§ **PROMPT**: All entries must be repeated exactly; do not include the pictures.

§ **SOURCE INFORMATION**:
• • • • •
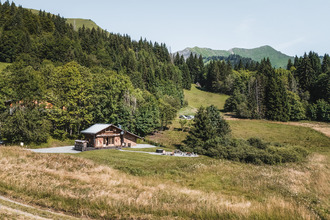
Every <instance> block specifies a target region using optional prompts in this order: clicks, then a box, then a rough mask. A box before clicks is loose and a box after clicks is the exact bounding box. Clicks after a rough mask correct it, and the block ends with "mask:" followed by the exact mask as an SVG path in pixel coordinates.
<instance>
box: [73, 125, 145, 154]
mask: <svg viewBox="0 0 330 220" xmlns="http://www.w3.org/2000/svg"><path fill="white" fill-rule="evenodd" d="M81 134H83V135H84V136H85V138H84V140H76V142H75V149H76V150H82V151H84V150H87V149H91V148H92V149H102V148H103V149H105V148H119V147H132V146H136V143H137V139H141V137H139V136H138V135H136V134H133V133H131V132H129V131H125V130H123V129H122V128H120V127H117V126H115V125H113V124H95V125H93V126H91V127H89V128H87V129H86V130H83V131H81Z"/></svg>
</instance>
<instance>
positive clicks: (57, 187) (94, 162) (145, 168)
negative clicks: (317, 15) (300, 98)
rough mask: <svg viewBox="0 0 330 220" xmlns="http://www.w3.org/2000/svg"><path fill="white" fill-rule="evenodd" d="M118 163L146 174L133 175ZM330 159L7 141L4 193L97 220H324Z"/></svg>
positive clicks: (51, 208)
mask: <svg viewBox="0 0 330 220" xmlns="http://www.w3.org/2000/svg"><path fill="white" fill-rule="evenodd" d="M77 156H78V155H77ZM80 157H84V158H80ZM140 157H142V158H140ZM125 158H126V160H125ZM134 158H135V160H137V161H139V160H140V161H144V163H142V162H135V161H134ZM148 158H149V159H148ZM118 161H125V162H122V164H124V163H125V164H126V167H130V166H131V167H134V166H135V167H138V168H140V169H141V170H144V171H145V173H142V175H139V173H135V175H132V174H129V173H130V172H127V169H124V168H123V167H124V165H123V167H120V166H118V165H117V164H118ZM129 161H130V162H129ZM329 161H330V160H329V157H326V156H324V155H322V154H316V153H315V154H313V155H311V156H310V157H309V158H308V161H306V163H304V164H286V165H281V166H255V165H249V164H242V163H237V162H230V161H225V160H214V159H211V158H207V157H200V158H197V159H196V160H195V159H192V158H186V159H183V158H173V157H160V156H152V155H145V154H136V153H127V152H120V151H116V150H105V151H93V152H85V153H83V154H81V155H80V156H78V157H74V156H69V155H55V154H36V153H32V152H29V151H26V150H23V149H21V148H15V147H4V148H1V149H0V192H1V193H2V194H3V195H5V196H7V197H11V198H16V199H19V200H21V201H25V202H27V203H29V204H30V205H35V206H38V207H46V208H50V209H52V210H55V211H57V212H65V213H67V214H70V215H73V216H76V217H87V218H96V219H110V218H133V219H136V218H143V219H155V218H157V219H173V218H177V219H191V218H194V219H228V218H233V219H247V218H258V219H318V218H324V219H326V218H329V214H328V208H329V198H330V192H329V191H330V190H329V189H330V184H329V181H328V176H329V175H330V172H329V166H330V164H329ZM140 163H141V164H140ZM143 164H144V165H143ZM148 164H149V165H150V166H148ZM155 164H156V165H155ZM157 164H158V165H157ZM165 164H169V166H168V167H166V166H165ZM155 166H156V168H157V169H154V168H155ZM115 167H116V169H115ZM147 171H154V172H147ZM5 215H6V213H5Z"/></svg>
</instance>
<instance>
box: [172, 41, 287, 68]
mask: <svg viewBox="0 0 330 220" xmlns="http://www.w3.org/2000/svg"><path fill="white" fill-rule="evenodd" d="M178 53H179V54H180V55H183V56H184V57H185V58H187V57H189V55H190V53H193V54H197V55H202V57H203V58H208V57H213V56H214V57H215V56H229V55H230V54H237V55H240V56H241V57H246V58H251V59H252V60H254V61H258V62H260V60H262V59H263V58H267V57H269V59H270V61H271V63H272V64H273V66H274V67H277V68H279V67H282V68H285V67H286V65H287V63H288V60H289V59H293V57H290V56H288V55H286V54H283V53H281V52H280V51H277V50H275V49H274V48H272V47H271V46H262V47H258V48H253V49H244V48H232V49H230V50H212V49H210V48H199V47H193V48H186V49H184V50H182V51H178Z"/></svg>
• • • • •
§ **ANSWER TO THIS TASK**:
Every <instance> block specifies a target region using optional prompts in this order: clicks, then a box, then a rough mask. A box before clicks is loose and a box after clicks is the exact bounding box. Clicks after a rough mask correct it, and the block ends with "mask:" followed by the exact mask as an SVG path in pixel coordinates.
<instance>
box: [73, 125, 145, 154]
mask: <svg viewBox="0 0 330 220" xmlns="http://www.w3.org/2000/svg"><path fill="white" fill-rule="evenodd" d="M81 134H83V135H84V136H85V138H84V140H76V142H75V149H76V150H82V151H84V150H87V149H91V148H92V149H102V148H103V149H105V148H119V147H132V146H136V143H137V139H141V137H139V136H138V135H136V134H133V133H131V132H129V131H125V130H123V129H122V128H120V127H117V126H115V125H113V124H95V125H93V126H91V127H89V128H87V129H86V130H83V131H81Z"/></svg>
</instance>
<instance>
positive clicks: (57, 187) (94, 162) (145, 168)
negative clicks: (317, 15) (300, 98)
rough mask: <svg viewBox="0 0 330 220" xmlns="http://www.w3.org/2000/svg"><path fill="white" fill-rule="evenodd" d="M118 163L146 174L133 175ZM330 159L7 141L4 193L97 220H324Z"/></svg>
positive clicks: (51, 208)
mask: <svg viewBox="0 0 330 220" xmlns="http://www.w3.org/2000/svg"><path fill="white" fill-rule="evenodd" d="M77 156H78V155H77ZM80 157H84V158H80ZM140 157H142V158H140ZM125 158H126V160H125ZM134 158H135V160H137V161H139V160H140V161H144V163H142V162H135V161H134ZM148 158H149V159H148ZM118 161H125V162H122V164H124V163H125V164H126V167H130V166H131V167H134V166H135V167H138V168H140V169H141V170H144V171H145V173H142V175H139V173H135V175H132V174H129V173H130V172H127V169H124V168H123V167H124V165H123V167H120V166H118V165H117V164H118ZM129 161H130V162H129ZM329 161H330V160H329V157H326V156H324V155H322V154H316V153H315V154H313V155H311V156H310V157H309V158H308V161H306V163H304V164H286V165H281V166H255V165H249V164H242V163H237V162H230V161H225V160H214V159H211V158H207V157H200V158H197V159H196V160H195V159H192V158H186V159H183V158H173V157H160V156H152V155H145V154H136V153H127V152H120V151H116V150H105V151H93V152H85V153H83V154H81V155H80V156H78V157H74V156H69V155H55V154H36V153H32V152H29V151H26V150H23V149H21V148H15V147H4V148H1V149H0V192H1V193H2V194H3V195H5V196H7V197H11V198H16V199H19V200H21V201H25V202H27V203H29V204H30V205H35V206H38V207H46V208H50V209H52V210H55V211H57V212H65V213H67V214H70V215H73V216H76V217H87V218H96V219H110V218H133V219H136V218H143V219H155V218H157V219H173V218H177V219H191V218H194V219H228V218H233V219H247V218H258V219H318V218H324V219H326V218H329V214H328V208H329V198H330V192H329V191H330V190H329V189H330V184H329V181H328V176H329V175H330V172H329V166H330V164H329ZM140 163H141V164H140ZM143 164H144V165H143ZM148 164H149V165H150V166H148ZM155 164H156V165H155ZM157 164H158V165H157ZM165 164H169V166H168V167H166V166H165ZM155 166H156V168H157V169H154V168H155ZM115 167H116V169H115ZM147 171H154V172H147ZM5 215H6V213H5Z"/></svg>
</instance>
<instance>
box: [172, 41, 287, 68]
mask: <svg viewBox="0 0 330 220" xmlns="http://www.w3.org/2000/svg"><path fill="white" fill-rule="evenodd" d="M178 53H179V54H180V55H183V56H184V57H185V58H187V57H189V55H190V53H193V54H197V55H202V57H203V58H208V57H213V56H214V57H215V56H229V55H230V54H237V55H240V56H241V57H246V58H251V59H252V60H254V61H258V62H260V60H262V59H263V58H267V57H269V59H270V61H271V63H272V64H273V66H274V67H277V68H279V67H282V68H285V67H286V65H287V63H288V60H289V59H293V57H290V56H288V55H286V54H283V53H281V52H280V51H277V50H275V49H274V48H272V47H271V46H262V47H258V48H253V49H244V48H232V49H230V50H212V49H210V48H199V47H193V48H186V49H184V50H182V51H178Z"/></svg>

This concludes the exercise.